**DATA RECORDS:**

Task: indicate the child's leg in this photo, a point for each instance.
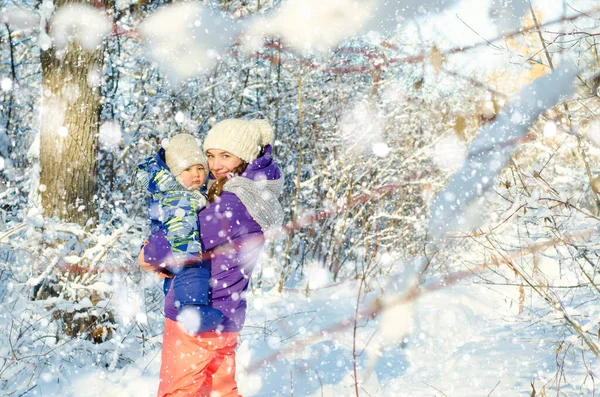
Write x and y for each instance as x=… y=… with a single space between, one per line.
x=184 y=363
x=192 y=289
x=221 y=370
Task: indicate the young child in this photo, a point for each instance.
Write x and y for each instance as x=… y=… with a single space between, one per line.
x=175 y=199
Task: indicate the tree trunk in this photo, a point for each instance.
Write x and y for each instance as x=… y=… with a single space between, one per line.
x=69 y=133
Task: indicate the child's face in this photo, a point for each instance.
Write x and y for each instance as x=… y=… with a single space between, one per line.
x=193 y=177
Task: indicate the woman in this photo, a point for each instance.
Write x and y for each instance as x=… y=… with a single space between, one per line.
x=243 y=198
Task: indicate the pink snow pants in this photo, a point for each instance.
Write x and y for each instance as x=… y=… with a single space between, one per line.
x=197 y=365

**EXERCISE INSTRUCTIONS:** Word for word, return the material, omitting the pictures.

**ANSWER FOR THIS EXERCISE:**
Task: indicate the child's leg in this photo, a point for each instance.
Write x and y for each instance as x=… y=… with a single space between, one per line.
x=184 y=363
x=192 y=289
x=221 y=370
Task: indicate the young child in this photo, a point for each instance.
Write x and y for each instance as x=… y=… with a single space between, one per line.
x=175 y=199
Task: indicate the tree trunk in this photo, a point for each instance.
Write x and y for each instance as x=… y=… with a single space between, one per line.
x=69 y=133
Task: indicate the child's face in this photo, a point for each instance.
Write x and y for each instance as x=… y=… with a single space between, one per line.
x=193 y=177
Task: indicate the woman in this photo, a point for each instance.
Write x and y for each instance as x=… y=… with a single space between, one per line.
x=243 y=198
Task: indicate the pink snow pants in this photo, a point for each instance.
Write x and y for each instance as x=… y=… with a single space between, one per line.
x=197 y=365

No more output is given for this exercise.